Computer simulations are a powerful tool for modelling and predicting complex phenomena in the natural world, where they model the environment, financial markets, and medicine. The application of simulations in the world of medical physics are evident, with examples such as modelling particle transport. In this research, a functioning simulation of a single-photon emission computed tomography system was developed as a tool for medical physicists to use for validation and experimentation. Computer simulations are particularly useful in medical physics as they allow for non-invasive experimentation without the potential for harm to any patients.

A collimator extension was successfully developed in the TOPAS C++ extension framework. The extension allows users to create hexagonal-holed collimators of any size, and allows modification of key parameters such as: material, hole length, hole diameter, and septal thickness in a way akin to definitions of other geometry components. The collimator behaviour was validated, showing that it successfully absorbed diagnostic energy photons at non-perpendicular angles, allowing for the resolution of sources of different shapes. Measuring collimator efficiency showed that efficiency was typically higher than expected, however this result was inconclusive. A digitiser element was developed to simulate the non-collimator elements of the gamma camera, namely the scintillation crystal, photomultiplier tubes, and associated electronics. The Python-based solution was able to match the behaviour of a real system in terms of energy resolution and windowing across multiple tests. The spatial blurring and resolution tests showed that the digitiser consistently over-blurred detected photons leading to unrealistically poor spatial resolution performance over a range of target resolutions in the typical system range. Finally, the capabilities of both sections integrated together were tested by simulating a myocardial perfusion imaging study. Sources simulating a normal and abnormal heart were imaged at a range of projection angles before then having a central slice processed into a sinogram and reconstructed. The projection images were transformed into sinograms and those were successfully reconstruction with both a backprojection and filtered backprojection method. Unfortunately, low photon counts in each projection image, especially in the abnormal heart simulation, led to poor quality reconstructions where it was not clear if a slice corresponded to the normal or abnormal heart source.

Items listed in a dataset
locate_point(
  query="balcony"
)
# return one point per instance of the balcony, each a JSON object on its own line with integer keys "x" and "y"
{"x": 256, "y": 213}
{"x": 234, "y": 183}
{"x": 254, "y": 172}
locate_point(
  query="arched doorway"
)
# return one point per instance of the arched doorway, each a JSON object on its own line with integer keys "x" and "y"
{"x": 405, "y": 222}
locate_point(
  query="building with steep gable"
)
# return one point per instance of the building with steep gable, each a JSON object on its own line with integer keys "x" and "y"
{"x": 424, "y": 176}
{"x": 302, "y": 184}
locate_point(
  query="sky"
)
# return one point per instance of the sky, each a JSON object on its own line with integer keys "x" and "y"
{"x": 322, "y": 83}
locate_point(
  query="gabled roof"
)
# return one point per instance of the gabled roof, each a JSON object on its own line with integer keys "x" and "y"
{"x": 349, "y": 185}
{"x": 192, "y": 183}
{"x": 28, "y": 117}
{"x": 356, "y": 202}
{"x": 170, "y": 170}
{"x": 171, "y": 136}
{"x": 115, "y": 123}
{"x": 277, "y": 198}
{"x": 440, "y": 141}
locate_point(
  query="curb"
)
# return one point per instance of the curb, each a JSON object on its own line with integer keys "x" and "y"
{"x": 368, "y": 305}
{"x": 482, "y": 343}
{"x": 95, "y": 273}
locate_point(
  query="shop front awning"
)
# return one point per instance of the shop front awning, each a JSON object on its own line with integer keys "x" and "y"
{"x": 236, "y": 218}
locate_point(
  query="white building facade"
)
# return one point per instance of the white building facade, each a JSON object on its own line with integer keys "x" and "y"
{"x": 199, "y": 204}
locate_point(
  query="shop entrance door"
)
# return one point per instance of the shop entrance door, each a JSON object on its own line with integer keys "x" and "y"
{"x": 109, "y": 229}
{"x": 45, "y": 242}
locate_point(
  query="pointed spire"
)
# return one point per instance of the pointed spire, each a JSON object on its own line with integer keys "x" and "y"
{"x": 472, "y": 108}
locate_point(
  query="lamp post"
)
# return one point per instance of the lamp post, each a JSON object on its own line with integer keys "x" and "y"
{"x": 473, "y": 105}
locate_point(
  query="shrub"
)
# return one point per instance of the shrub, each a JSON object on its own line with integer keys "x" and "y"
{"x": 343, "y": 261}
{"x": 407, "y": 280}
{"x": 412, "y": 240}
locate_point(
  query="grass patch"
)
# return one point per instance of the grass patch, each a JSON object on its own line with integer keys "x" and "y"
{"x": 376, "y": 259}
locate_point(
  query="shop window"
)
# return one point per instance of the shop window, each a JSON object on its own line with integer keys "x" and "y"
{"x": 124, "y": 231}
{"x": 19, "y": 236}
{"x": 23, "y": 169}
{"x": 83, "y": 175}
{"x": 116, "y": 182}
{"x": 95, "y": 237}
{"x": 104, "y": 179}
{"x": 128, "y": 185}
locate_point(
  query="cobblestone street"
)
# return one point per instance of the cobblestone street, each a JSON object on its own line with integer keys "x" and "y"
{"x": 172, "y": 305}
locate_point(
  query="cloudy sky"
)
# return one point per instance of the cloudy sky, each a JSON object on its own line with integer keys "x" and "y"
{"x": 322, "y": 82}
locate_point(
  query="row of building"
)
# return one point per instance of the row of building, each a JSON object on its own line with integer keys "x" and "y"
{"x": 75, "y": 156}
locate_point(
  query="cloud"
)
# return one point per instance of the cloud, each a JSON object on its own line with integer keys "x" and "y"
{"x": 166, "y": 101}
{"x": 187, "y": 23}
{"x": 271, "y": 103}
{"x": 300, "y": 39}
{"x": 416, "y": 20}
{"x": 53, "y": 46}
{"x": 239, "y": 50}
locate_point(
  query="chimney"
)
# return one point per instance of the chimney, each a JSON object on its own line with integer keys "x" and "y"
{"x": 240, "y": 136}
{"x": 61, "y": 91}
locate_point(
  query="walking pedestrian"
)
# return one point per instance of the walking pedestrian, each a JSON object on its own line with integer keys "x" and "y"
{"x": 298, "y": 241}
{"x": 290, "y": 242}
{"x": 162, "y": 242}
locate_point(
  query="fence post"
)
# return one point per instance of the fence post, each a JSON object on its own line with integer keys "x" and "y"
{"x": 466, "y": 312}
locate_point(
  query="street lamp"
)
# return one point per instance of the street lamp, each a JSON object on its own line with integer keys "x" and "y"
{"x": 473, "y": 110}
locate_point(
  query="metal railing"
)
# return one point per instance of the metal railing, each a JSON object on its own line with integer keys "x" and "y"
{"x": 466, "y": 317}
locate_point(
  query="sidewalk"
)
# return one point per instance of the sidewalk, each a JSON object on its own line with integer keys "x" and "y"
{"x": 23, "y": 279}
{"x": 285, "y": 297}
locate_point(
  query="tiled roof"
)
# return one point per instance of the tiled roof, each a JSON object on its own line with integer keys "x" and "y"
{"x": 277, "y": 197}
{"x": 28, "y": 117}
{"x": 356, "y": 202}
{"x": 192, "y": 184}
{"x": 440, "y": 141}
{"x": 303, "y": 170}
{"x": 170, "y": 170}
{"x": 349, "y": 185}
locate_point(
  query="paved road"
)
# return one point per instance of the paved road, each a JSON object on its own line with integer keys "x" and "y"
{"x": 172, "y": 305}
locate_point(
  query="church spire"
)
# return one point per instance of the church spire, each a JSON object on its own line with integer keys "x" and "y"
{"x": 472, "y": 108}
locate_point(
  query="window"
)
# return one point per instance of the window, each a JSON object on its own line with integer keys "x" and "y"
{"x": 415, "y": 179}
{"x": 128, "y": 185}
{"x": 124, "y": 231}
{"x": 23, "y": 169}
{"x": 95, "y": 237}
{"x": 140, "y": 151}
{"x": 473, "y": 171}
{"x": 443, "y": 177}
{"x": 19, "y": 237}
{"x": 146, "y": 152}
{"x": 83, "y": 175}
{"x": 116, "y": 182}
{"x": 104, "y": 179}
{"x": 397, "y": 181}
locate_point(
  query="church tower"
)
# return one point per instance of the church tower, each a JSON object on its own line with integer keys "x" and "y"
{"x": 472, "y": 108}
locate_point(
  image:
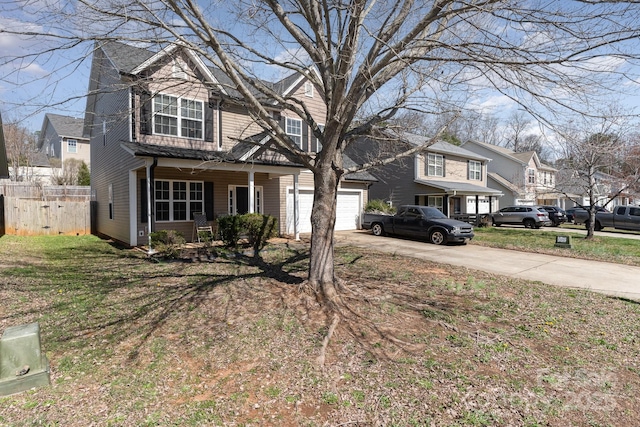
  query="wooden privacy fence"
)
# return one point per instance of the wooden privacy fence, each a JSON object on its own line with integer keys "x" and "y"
{"x": 28, "y": 217}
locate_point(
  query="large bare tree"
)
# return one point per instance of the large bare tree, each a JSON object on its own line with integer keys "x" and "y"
{"x": 598, "y": 162}
{"x": 373, "y": 58}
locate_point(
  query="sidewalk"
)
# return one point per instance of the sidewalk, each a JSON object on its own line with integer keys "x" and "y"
{"x": 607, "y": 278}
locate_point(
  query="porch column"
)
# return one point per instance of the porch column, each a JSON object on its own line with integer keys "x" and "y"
{"x": 252, "y": 193}
{"x": 296, "y": 207}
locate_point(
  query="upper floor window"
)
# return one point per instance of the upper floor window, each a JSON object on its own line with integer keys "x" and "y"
{"x": 475, "y": 170}
{"x": 435, "y": 164}
{"x": 72, "y": 146}
{"x": 185, "y": 120}
{"x": 294, "y": 130}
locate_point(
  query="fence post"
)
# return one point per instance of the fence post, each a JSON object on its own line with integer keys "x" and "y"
{"x": 2, "y": 227}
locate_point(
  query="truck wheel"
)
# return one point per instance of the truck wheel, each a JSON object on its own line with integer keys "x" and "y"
{"x": 377, "y": 229}
{"x": 437, "y": 237}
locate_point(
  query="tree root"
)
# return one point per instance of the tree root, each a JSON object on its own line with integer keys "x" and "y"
{"x": 325, "y": 342}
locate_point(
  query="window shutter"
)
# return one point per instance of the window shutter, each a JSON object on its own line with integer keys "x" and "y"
{"x": 208, "y": 123}
{"x": 144, "y": 214}
{"x": 145, "y": 113}
{"x": 208, "y": 200}
{"x": 305, "y": 136}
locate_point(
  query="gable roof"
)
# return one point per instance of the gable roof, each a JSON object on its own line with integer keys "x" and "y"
{"x": 133, "y": 60}
{"x": 443, "y": 147}
{"x": 64, "y": 127}
{"x": 523, "y": 158}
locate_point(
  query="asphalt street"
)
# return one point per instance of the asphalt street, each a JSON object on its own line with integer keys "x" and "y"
{"x": 607, "y": 278}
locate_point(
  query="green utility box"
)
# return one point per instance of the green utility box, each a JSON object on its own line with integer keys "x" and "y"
{"x": 23, "y": 366}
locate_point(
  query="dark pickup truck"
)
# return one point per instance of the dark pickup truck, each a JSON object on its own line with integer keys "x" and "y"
{"x": 420, "y": 222}
{"x": 622, "y": 218}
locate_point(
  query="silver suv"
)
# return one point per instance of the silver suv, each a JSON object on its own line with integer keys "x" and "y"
{"x": 529, "y": 216}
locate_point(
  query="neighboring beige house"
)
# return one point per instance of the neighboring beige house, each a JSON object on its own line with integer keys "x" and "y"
{"x": 62, "y": 138}
{"x": 522, "y": 177}
{"x": 170, "y": 137}
{"x": 443, "y": 175}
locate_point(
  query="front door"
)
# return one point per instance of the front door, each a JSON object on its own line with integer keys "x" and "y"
{"x": 242, "y": 201}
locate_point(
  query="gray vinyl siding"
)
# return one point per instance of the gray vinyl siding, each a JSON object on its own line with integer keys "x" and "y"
{"x": 110, "y": 164}
{"x": 51, "y": 140}
{"x": 509, "y": 169}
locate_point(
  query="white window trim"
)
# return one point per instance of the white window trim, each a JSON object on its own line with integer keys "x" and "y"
{"x": 232, "y": 198}
{"x": 69, "y": 145}
{"x": 179, "y": 118}
{"x": 436, "y": 202}
{"x": 475, "y": 174}
{"x": 435, "y": 164}
{"x": 172, "y": 201}
{"x": 293, "y": 135}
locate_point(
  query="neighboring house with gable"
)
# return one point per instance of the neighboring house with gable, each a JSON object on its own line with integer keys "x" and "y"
{"x": 61, "y": 137}
{"x": 522, "y": 177}
{"x": 607, "y": 190}
{"x": 170, "y": 137}
{"x": 443, "y": 175}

• [Work instruction 1]
Answer these questions using the research summary:
(a) In which framework was the collimator extension developed?
(b) On which programming language was the digitiser solution based?
(c) What kind of study was simulated to test both sections working together?
• [Work instruction 2]
List every key collimator parameter that the research summary says users can modify.
• [Work instruction 3]
For each statement, say whether it agrees with the research summary. Support each yes or no with the deciding words from the summary, quoted exactly.
(a) The collimator efficiency measurements were conclusive.
(b) The digitiser under-blurred detected photons.
(c) Computer simulations allow experimentation without the potential for harm to patients.

• [Written response 1]
(a) The TOPAS C++ extension framework.
(b) Python.
(c) A myocardial perfusion imaging study.

• [Written response 2]
Material, hole length, hole diameter, septal thickness.

• [Written response 3]
(a) No: "however this result was inconclusive"
(b) No: "the digitiser consistently over-blurred detected photons"
(c) Yes: "they allow for non-invasive experimentation without the potential for harm to any patients"